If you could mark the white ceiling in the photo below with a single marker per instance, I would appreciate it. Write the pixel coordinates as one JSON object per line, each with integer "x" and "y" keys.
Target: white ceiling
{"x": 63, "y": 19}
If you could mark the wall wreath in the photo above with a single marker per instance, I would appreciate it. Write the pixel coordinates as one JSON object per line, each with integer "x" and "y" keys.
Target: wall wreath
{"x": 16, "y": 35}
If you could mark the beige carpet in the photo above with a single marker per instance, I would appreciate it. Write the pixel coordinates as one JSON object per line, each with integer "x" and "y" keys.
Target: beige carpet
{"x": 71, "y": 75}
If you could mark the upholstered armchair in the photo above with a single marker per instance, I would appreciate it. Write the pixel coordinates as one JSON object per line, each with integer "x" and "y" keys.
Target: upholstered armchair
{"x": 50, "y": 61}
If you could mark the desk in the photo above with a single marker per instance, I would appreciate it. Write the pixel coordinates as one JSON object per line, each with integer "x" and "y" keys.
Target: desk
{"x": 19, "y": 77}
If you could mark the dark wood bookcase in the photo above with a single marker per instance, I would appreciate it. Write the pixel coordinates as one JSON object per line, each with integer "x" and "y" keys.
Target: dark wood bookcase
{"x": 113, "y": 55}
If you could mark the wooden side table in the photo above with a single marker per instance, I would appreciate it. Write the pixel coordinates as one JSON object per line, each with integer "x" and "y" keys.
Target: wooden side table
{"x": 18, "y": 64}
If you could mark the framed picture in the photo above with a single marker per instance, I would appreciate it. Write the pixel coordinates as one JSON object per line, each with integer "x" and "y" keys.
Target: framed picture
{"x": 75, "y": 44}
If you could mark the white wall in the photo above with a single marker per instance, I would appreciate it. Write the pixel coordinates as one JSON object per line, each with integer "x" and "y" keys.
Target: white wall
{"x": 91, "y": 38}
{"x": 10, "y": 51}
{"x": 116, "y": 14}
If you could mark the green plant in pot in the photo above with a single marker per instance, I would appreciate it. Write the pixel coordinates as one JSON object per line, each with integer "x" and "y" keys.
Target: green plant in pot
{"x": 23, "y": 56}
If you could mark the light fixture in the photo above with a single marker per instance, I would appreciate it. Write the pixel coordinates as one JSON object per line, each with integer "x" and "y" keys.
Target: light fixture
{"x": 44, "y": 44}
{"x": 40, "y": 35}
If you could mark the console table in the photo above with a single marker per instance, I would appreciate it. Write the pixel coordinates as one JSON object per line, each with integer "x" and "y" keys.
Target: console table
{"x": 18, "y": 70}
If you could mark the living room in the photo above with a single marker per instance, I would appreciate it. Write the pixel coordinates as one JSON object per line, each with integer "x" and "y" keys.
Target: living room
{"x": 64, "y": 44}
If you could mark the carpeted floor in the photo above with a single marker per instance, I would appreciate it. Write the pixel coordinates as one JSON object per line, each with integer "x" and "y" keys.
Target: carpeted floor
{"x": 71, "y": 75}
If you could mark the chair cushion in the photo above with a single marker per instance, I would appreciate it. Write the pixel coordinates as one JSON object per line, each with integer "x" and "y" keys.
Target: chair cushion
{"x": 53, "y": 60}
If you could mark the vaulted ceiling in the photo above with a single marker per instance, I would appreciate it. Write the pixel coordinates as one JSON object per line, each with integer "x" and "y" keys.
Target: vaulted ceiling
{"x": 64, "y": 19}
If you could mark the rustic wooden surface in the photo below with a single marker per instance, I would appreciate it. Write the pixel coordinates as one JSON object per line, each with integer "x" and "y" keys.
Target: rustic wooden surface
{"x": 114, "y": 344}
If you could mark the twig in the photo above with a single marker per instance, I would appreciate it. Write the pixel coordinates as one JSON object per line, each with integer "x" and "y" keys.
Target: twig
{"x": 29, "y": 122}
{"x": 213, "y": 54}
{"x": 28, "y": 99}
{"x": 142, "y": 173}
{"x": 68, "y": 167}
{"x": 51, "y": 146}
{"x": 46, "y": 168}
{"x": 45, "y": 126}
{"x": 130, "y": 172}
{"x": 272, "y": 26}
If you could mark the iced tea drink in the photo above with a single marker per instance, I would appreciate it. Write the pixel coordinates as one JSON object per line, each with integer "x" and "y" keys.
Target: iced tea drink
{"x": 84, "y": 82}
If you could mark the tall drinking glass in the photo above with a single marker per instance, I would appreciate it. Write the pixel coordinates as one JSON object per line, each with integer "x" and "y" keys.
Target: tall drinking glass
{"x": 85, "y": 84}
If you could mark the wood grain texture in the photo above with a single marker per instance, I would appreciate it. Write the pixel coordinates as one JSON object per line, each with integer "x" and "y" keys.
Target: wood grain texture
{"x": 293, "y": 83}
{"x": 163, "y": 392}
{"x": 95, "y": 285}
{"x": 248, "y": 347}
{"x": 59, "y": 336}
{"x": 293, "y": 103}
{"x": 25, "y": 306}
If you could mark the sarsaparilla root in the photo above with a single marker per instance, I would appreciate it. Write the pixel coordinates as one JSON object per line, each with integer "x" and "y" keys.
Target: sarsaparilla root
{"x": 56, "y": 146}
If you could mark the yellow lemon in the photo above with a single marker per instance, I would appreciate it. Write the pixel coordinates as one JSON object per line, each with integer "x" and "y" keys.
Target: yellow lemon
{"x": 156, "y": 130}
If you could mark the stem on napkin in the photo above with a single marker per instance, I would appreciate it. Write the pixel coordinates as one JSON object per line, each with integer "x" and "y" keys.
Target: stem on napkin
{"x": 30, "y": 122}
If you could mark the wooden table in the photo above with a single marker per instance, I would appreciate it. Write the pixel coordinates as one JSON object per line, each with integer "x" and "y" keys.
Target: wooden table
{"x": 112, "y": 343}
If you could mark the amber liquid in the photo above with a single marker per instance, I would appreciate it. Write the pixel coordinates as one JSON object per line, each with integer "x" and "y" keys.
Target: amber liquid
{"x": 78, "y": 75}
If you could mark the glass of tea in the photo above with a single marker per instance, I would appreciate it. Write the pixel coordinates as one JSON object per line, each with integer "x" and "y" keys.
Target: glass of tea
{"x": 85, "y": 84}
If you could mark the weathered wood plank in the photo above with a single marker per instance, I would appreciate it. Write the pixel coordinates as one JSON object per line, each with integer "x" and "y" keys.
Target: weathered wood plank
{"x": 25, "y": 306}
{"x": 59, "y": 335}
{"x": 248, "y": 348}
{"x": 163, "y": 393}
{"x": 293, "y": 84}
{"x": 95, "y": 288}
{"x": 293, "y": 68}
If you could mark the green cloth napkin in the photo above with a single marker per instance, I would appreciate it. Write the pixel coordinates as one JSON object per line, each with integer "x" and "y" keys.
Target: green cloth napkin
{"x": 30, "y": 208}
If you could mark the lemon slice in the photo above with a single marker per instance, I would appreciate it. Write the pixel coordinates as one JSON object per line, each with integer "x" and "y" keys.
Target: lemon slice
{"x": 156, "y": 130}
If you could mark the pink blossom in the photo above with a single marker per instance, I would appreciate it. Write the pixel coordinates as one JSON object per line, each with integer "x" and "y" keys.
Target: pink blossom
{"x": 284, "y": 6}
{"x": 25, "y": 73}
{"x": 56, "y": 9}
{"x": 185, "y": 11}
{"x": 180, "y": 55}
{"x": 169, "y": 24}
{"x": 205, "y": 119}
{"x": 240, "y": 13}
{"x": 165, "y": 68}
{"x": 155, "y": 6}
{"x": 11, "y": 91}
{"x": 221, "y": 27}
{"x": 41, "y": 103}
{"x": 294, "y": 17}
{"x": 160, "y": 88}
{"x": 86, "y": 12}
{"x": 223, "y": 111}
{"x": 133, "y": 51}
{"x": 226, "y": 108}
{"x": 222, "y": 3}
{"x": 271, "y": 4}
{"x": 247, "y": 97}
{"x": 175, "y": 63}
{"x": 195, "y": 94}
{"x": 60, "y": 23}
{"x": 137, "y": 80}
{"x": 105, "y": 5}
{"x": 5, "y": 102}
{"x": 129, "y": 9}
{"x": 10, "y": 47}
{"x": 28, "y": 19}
- - - - -
Repeat precisely the lines of the data starting at the one containing "If you could mark the pink", last line included.

- _IN RESPONSE_
If you could mark the pink blossom in the photo above with a single marker per instance, I would appreciate it. Write the pixel coordinates as one JSON object per line, each with integer "x" and "y" keys.
Target: pink blossom
{"x": 284, "y": 6}
{"x": 25, "y": 73}
{"x": 56, "y": 9}
{"x": 185, "y": 11}
{"x": 180, "y": 55}
{"x": 169, "y": 24}
{"x": 205, "y": 119}
{"x": 240, "y": 13}
{"x": 165, "y": 68}
{"x": 155, "y": 6}
{"x": 11, "y": 91}
{"x": 221, "y": 27}
{"x": 41, "y": 103}
{"x": 294, "y": 17}
{"x": 160, "y": 88}
{"x": 86, "y": 12}
{"x": 223, "y": 111}
{"x": 133, "y": 51}
{"x": 226, "y": 108}
{"x": 222, "y": 3}
{"x": 271, "y": 4}
{"x": 247, "y": 97}
{"x": 175, "y": 63}
{"x": 195, "y": 94}
{"x": 60, "y": 23}
{"x": 137, "y": 80}
{"x": 105, "y": 5}
{"x": 5, "y": 102}
{"x": 129, "y": 9}
{"x": 10, "y": 47}
{"x": 28, "y": 19}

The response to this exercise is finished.